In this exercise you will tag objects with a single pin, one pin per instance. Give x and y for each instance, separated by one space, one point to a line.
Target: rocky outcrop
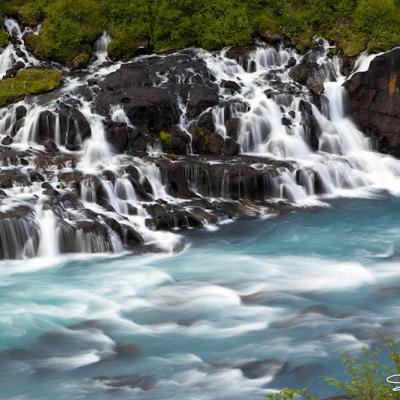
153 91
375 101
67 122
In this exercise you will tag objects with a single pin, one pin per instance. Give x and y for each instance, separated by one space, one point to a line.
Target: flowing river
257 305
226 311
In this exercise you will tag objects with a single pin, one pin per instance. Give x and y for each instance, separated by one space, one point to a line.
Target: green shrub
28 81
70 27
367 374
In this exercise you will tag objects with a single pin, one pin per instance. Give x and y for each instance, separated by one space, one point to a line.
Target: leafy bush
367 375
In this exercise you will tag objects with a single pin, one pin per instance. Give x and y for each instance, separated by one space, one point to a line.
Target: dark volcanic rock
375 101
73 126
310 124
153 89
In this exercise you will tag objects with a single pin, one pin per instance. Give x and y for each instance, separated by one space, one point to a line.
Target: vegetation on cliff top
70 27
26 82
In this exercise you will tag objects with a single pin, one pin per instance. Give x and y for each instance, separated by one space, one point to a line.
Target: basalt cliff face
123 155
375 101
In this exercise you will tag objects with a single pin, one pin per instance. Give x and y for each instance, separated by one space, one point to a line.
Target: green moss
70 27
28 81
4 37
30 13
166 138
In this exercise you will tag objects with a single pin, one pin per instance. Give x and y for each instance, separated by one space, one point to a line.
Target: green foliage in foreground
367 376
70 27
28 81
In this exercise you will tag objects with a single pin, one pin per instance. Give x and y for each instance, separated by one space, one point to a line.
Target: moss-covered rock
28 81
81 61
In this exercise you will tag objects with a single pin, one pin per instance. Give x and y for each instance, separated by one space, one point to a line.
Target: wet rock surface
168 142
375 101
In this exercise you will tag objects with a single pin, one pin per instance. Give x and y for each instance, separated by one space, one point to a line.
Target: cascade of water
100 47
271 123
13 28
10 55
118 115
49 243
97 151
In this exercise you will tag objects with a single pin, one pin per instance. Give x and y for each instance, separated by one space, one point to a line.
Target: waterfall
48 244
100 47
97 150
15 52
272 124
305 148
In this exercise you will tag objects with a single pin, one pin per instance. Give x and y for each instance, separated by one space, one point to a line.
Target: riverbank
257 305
--
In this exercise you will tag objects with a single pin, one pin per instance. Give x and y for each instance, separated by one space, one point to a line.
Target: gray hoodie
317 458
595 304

EXERCISE BRIEF:
Extract each line of the data above that contains the word "cliff", reproducing every such line in full.

SOLUTION FOR THIS EXERCISE:
Target: vegetation on cliff top
Target: basalt cliff face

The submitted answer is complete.